=== TASK BRIEF ===
Turn every line of the rows below into a Markdown table with the columns "No." and "Line", numbering each line in order and omitting blank lines. Leave the pictures out of the table.

=== DATA LISTING ===
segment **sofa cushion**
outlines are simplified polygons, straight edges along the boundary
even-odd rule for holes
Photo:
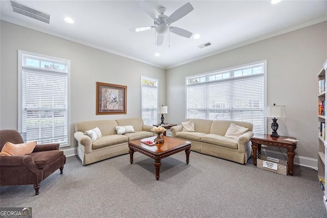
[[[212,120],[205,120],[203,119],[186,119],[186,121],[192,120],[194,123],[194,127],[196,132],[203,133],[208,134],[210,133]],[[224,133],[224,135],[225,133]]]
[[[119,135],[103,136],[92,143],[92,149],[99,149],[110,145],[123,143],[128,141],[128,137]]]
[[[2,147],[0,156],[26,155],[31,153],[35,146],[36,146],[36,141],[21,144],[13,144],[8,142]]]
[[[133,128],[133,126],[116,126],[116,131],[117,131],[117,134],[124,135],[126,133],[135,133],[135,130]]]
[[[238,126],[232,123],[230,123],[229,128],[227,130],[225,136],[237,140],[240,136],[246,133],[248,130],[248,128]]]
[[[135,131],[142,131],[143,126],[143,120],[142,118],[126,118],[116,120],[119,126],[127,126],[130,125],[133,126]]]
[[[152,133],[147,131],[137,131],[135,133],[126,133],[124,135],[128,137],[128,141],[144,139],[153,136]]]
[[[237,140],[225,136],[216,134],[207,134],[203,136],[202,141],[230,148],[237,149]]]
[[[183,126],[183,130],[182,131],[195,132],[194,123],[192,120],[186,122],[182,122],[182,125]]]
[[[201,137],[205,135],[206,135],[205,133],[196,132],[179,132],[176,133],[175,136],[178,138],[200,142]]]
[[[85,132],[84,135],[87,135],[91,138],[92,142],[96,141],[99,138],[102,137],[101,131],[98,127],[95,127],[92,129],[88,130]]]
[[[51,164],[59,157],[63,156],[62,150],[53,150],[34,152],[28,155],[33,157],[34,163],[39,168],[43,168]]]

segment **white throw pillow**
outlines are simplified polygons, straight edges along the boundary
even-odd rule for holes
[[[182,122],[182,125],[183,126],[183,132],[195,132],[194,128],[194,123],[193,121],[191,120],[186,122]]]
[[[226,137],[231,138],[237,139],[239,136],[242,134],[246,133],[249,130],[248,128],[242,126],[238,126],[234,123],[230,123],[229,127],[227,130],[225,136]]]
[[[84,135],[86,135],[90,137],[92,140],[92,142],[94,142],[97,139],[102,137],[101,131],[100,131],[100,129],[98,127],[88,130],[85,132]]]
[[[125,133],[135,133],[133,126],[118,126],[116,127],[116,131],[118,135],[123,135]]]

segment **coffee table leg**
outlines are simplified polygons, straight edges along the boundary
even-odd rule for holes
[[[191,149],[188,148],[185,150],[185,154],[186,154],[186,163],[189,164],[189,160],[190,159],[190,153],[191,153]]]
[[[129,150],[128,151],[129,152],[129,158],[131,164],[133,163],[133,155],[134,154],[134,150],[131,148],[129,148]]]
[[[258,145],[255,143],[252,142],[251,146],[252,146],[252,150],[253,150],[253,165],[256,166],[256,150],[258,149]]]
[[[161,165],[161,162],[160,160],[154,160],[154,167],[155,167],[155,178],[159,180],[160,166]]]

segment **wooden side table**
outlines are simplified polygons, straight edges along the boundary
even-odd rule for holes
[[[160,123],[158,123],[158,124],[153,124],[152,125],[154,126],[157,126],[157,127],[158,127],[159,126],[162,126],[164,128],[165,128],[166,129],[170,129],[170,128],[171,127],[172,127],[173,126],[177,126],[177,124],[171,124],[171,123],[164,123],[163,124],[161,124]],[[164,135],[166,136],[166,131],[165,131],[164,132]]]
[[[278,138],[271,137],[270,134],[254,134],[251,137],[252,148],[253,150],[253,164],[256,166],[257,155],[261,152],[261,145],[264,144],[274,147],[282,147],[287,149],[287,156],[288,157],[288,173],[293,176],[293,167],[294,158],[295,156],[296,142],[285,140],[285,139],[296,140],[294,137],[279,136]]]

=== WRITTEN ANSWER ===
| No. | Line |
|---|---|
| 1 | segment **sofa cushion** |
| 2 | outlines are simplified polygons, straight edges along the boundary |
| 3 | even-odd rule for holes |
| 4 | Photo: |
| 5 | [[[212,120],[205,120],[203,119],[186,119],[186,121],[192,120],[194,123],[194,127],[196,132],[203,133],[208,134],[210,133]],[[224,133],[224,135],[225,133]]] |
| 6 | [[[119,135],[103,136],[92,143],[92,149],[99,149],[110,145],[123,143],[128,141],[128,137]]] |
| 7 | [[[2,147],[0,156],[26,155],[31,153],[35,146],[36,146],[36,141],[21,144],[13,144],[8,142]]] |
| 8 | [[[133,128],[133,126],[116,126],[116,131],[117,131],[117,134],[124,135],[126,133],[135,133],[135,130]]] |
| 9 | [[[238,126],[232,123],[230,123],[229,128],[227,130],[225,136],[237,140],[240,136],[246,133],[248,130],[248,128]]] |
| 10 | [[[135,131],[142,131],[143,126],[143,120],[142,118],[126,118],[116,120],[119,126],[127,126],[130,125],[133,126]]] |
| 11 | [[[152,133],[147,131],[137,131],[135,133],[126,133],[124,135],[128,137],[128,141],[144,139],[153,136]]] |
| 12 | [[[237,140],[225,136],[216,134],[207,134],[203,136],[202,141],[230,148],[237,149]]] |
| 13 | [[[183,126],[183,130],[182,131],[195,132],[194,123],[192,120],[186,122],[182,122],[182,125]]] |
| 14 | [[[201,137],[205,135],[206,135],[205,133],[196,132],[179,132],[176,133],[175,136],[178,138],[200,142]]] |
| 15 | [[[85,132],[84,135],[87,135],[91,138],[92,142],[96,141],[99,138],[102,137],[101,131],[98,127],[95,127],[92,129],[88,130]]] |
| 16 | [[[51,164],[59,157],[63,156],[62,150],[53,150],[34,152],[28,155],[33,157],[34,163],[39,168],[43,168]]] |
| 17 | segment **white throw pillow** |
| 18 | outlines are simplified polygons, straight edges along the boundary |
| 19 | even-odd rule for holes |
| 20 | [[[182,122],[182,125],[183,126],[183,132],[195,132],[194,128],[194,123],[193,121],[191,120],[186,122]]] |
| 21 | [[[226,137],[231,138],[237,139],[239,136],[242,134],[246,133],[249,130],[248,128],[242,126],[238,126],[234,123],[230,123],[229,127],[227,130],[225,136]]] |
| 22 | [[[84,135],[86,135],[90,137],[92,140],[92,142],[94,142],[97,139],[102,137],[101,131],[100,131],[100,129],[98,127],[88,130],[85,132]]] |
| 23 | [[[125,133],[135,133],[133,126],[118,126],[116,127],[116,131],[118,135],[123,135]]] |
| 24 | segment **coffee table leg** |
| 25 | outlines are simplified polygons, straight edges along the boundary |
| 26 | even-odd rule for holes |
| 27 | [[[191,149],[188,148],[185,150],[185,154],[186,154],[186,163],[189,164],[189,160],[190,159],[190,153],[191,153]]] |
| 28 | [[[129,150],[128,151],[129,152],[129,158],[131,164],[133,163],[133,155],[134,154],[134,150],[131,148],[129,148]]] |
| 29 | [[[258,145],[255,143],[252,142],[251,146],[252,146],[252,150],[253,150],[253,165],[256,166],[256,150],[258,149]]] |
| 30 | [[[161,165],[161,162],[160,160],[154,160],[154,167],[155,167],[155,178],[159,180],[160,166]]] |
| 31 | segment **wooden side table** |
| 32 | outlines are simplified polygons, straight edges along the boundary |
| 33 | even-odd rule for holes |
| 34 | [[[160,123],[158,123],[158,124],[153,124],[152,125],[154,126],[157,126],[157,127],[158,127],[159,126],[162,126],[164,128],[165,128],[166,129],[170,129],[170,128],[171,127],[172,127],[173,126],[177,126],[177,124],[171,124],[171,123],[164,123],[163,124],[161,124]],[[164,135],[166,136],[166,131],[165,131],[164,132]]] |
| 35 | [[[278,138],[271,137],[270,134],[254,134],[251,137],[252,148],[253,150],[253,164],[256,166],[257,155],[261,152],[261,145],[264,144],[274,147],[282,147],[287,149],[287,156],[288,157],[288,173],[293,176],[293,167],[294,158],[295,156],[296,142],[285,140],[285,139],[296,140],[294,137],[279,136]]] |